Estratto fornito –

/---

L’Aquila. Potrebbero trovarsi senza lavoro già da domani i 150 lavoratori “somministrati” impiegati nei servizi di supporto amministrativo e tecnico della Asl provinciale dell’Aquila. Per ora è arrivata solo la comunicazione delle ferie forzate, ma lo spettro della cassa integrazione è imminente. Un passaggio che, secondo i sindacati e gli stessi lavoratori, potrebbe essere solo l’anticamera del licenziamento. Un colpo durissimo, in un territorio già segnato da crisi occupazionali, che rischia di diventare un vero e proprio dramma sociale.
All’origine della situazione c’è un intreccio di problemi finanziari e decisioni politiche. La sanità abruzzese, infatti, naviga in acque agitate: il disavanzo per il 2024 è salito a 113 milioni di euro. In questo contesto già critico, è arrivato il colpo di grazia con una nota firmata il 9 maggio dal direttore del Dipartimento Salute della Regione, Emanuela Grimaldi, che ha imposto alla Asl la sospensione immediata della procedura di aggiudicazione per il rinnovo dell’appalto del servizio esterno. Il servizio, attualmente in proroga, è affidato a un raggruppamento temporaneo di imprese (Biblos, Az Solutions e Vigilantes Group) che aveva vinto la precedente gara, scaduta ormai lo scorso 15 agosto.

\---

Compito 1 –
Nell'articolo sui lavoratori della Asl dell'Aquila, a quanto è salito il disavanzo della sanità abruzzese per il 2024?
Compito 2 –
Scrivi il seguito dell'articolo sui lavoratori della Asl dell'Aquila, ripartendo dopo la sua ultima frase.

Voci estratte –
/---

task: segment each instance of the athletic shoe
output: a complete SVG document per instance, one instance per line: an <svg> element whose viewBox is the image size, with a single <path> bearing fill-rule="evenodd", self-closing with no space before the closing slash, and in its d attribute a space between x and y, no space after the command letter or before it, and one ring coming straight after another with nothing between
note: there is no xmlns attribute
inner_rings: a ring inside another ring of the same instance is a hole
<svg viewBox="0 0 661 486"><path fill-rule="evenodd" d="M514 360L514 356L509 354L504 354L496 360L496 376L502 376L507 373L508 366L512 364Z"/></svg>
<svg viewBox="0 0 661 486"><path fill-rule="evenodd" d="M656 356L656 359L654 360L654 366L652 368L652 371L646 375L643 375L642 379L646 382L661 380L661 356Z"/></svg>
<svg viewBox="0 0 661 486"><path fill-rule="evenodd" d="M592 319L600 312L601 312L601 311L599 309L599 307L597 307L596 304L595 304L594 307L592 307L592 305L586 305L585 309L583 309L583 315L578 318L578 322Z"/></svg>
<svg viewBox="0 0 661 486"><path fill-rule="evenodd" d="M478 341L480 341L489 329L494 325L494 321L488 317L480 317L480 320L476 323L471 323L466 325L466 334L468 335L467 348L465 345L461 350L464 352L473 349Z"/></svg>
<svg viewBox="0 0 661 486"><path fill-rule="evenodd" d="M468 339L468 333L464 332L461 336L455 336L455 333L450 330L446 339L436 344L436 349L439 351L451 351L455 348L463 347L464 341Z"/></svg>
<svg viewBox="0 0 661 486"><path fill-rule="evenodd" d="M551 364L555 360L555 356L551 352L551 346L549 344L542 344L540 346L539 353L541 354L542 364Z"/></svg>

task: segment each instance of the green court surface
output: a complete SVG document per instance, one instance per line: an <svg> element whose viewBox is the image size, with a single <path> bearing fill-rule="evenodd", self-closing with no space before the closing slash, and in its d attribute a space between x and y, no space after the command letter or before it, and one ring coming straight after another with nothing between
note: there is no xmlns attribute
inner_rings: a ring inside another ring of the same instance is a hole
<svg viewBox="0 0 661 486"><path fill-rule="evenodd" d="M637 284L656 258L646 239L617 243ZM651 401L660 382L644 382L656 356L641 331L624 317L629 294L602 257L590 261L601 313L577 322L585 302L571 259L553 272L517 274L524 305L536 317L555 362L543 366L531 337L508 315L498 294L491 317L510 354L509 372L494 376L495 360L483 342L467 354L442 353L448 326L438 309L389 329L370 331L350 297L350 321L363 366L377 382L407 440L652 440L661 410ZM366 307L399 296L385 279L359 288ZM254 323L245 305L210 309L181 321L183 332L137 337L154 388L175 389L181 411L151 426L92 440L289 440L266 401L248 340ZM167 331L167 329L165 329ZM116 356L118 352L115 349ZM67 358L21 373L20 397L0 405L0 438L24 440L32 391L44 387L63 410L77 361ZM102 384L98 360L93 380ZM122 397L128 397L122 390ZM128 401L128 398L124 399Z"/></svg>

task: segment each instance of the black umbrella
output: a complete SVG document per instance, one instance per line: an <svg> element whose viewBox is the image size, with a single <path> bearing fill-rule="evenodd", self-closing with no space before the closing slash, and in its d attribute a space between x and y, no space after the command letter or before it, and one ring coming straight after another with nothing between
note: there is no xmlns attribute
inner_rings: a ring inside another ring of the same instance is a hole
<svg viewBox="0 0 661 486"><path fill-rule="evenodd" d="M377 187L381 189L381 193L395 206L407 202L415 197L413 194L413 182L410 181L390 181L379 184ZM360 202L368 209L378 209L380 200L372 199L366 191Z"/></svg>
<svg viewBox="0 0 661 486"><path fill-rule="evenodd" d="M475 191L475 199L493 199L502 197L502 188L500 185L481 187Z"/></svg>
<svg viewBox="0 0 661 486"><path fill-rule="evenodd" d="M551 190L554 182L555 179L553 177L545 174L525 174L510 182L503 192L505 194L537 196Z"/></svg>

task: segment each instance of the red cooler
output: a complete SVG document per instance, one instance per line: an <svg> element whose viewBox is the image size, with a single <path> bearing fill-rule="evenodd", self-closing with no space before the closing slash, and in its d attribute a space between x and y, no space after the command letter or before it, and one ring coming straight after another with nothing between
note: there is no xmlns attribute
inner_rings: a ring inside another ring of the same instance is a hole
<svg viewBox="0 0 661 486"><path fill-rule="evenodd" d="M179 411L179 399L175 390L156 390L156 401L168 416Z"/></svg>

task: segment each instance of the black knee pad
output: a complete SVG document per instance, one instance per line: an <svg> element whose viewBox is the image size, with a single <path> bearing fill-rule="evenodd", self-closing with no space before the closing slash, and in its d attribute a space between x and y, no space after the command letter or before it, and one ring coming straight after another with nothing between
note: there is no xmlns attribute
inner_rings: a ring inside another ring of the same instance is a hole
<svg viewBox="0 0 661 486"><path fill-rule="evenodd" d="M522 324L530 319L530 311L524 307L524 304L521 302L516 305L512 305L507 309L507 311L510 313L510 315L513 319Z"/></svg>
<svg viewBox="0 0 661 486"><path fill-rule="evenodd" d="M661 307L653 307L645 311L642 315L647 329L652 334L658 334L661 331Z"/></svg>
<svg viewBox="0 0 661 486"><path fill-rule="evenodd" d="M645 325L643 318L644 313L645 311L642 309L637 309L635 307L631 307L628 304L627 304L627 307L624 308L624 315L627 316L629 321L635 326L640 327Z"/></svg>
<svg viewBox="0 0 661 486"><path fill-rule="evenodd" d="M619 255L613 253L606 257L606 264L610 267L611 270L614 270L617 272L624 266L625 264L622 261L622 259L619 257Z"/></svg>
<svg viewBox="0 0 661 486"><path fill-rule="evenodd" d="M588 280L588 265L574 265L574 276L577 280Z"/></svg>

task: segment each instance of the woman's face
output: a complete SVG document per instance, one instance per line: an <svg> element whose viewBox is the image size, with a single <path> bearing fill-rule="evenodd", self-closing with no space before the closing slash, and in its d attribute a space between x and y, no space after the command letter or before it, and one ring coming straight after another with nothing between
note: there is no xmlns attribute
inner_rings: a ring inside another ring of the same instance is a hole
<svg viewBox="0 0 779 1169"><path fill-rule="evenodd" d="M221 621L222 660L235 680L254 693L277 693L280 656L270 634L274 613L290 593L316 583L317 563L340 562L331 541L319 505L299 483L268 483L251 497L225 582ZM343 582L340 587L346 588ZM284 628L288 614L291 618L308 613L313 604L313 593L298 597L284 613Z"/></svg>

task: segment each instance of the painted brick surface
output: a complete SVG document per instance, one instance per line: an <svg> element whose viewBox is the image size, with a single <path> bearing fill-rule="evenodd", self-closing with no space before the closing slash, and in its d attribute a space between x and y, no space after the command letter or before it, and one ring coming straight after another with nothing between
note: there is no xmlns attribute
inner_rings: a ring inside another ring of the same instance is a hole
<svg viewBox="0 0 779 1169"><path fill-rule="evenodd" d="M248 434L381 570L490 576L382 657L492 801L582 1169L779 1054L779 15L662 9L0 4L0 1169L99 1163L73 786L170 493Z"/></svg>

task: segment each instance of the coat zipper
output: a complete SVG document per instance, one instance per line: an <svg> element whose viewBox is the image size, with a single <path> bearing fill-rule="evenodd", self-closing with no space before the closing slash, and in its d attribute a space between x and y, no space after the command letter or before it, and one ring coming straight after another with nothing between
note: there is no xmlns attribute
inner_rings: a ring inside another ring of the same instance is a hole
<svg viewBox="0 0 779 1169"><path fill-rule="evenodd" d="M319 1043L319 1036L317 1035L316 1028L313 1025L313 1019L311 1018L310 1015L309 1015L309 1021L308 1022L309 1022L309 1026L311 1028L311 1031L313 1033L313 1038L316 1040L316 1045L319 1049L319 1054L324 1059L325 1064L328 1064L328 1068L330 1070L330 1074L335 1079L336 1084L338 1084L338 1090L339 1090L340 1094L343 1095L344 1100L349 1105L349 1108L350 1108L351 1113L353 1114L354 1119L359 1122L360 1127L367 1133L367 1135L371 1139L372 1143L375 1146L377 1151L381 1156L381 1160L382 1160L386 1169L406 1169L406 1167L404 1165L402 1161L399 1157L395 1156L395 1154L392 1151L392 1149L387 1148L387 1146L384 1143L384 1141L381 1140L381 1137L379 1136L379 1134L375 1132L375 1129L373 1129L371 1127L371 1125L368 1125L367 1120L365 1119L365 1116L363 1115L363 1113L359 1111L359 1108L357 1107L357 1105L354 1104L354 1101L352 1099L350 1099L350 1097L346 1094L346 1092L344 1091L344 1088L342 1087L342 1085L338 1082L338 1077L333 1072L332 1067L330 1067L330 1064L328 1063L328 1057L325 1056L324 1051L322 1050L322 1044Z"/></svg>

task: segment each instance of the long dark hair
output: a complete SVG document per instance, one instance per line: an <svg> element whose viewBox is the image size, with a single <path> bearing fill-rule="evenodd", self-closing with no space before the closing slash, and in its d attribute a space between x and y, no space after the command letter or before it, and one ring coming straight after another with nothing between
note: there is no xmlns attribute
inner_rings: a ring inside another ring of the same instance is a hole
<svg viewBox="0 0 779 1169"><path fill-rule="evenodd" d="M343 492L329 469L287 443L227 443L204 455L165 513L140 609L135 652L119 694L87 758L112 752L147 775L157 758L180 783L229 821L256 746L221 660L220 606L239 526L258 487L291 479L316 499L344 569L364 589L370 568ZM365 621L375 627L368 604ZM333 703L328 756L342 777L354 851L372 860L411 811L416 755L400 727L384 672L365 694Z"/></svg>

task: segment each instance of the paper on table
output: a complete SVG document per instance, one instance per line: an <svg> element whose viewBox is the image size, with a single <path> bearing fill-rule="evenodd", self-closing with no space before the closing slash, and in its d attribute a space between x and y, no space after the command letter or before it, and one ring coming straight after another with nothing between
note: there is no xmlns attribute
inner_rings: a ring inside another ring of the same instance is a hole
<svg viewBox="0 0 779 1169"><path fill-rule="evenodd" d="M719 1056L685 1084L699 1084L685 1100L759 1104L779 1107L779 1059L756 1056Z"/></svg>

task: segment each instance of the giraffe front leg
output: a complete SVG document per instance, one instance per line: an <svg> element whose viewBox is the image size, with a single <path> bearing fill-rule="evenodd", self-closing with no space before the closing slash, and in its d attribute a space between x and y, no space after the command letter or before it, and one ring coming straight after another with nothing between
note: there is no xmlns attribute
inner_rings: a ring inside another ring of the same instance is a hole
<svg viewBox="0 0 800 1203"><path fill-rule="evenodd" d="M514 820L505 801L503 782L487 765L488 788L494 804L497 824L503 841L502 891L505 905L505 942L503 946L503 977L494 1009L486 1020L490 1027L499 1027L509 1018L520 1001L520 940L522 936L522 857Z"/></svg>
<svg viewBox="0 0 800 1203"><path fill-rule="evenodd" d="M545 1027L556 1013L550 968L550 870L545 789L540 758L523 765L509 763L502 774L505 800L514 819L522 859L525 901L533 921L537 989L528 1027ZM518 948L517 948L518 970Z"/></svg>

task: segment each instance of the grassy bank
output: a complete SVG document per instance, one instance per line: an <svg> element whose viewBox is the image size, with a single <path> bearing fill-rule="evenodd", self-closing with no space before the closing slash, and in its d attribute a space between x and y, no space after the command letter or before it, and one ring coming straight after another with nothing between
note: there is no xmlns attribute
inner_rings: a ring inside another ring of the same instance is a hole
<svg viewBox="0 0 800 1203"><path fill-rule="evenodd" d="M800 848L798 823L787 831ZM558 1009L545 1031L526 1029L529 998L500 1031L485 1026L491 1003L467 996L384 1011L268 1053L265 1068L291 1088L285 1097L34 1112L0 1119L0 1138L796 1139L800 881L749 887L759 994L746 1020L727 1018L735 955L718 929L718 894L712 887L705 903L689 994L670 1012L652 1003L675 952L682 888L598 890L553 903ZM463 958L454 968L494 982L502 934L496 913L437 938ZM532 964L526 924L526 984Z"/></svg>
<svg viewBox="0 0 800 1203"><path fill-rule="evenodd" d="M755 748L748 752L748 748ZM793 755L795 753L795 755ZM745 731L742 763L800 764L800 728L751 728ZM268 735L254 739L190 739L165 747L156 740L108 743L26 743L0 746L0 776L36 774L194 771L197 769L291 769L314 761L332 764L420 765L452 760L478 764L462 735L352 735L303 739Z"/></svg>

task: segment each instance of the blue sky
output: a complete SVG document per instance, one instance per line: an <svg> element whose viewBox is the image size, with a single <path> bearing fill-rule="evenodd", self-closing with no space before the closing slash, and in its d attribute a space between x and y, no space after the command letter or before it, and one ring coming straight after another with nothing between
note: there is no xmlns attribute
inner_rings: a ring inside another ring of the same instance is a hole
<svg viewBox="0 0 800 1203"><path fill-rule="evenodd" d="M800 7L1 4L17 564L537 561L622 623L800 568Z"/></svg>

\---

Risposta 1 –
A 113 milioni di euro.

Risposta 2 –
La brusca interruzione del percorso di rinnovo ha bloccato ogni prospettiva di continuità lavorativa per i precari coinvolti, costringendo le società appaltatrici a prepararsi al disimpegno. L’assenza di una soluzione o di una comunicazione ufficiale da parte della Regione o della Asl alimenta incertezza e rabbia tra i lavoratori, che da anni garantiscono, con professionalità e spirito di servizio, il funzionamento della macchina amministrativa sanitaria, soprattutto durante le fasi più dure della pandemia.
I sindacati hanno già espresso la loro preoccupazione per quella che definiscono una “bomba sociale pronta a esplodere”. Dura anche la critica alla politica regionale, accusata di immobilismo e silenzio.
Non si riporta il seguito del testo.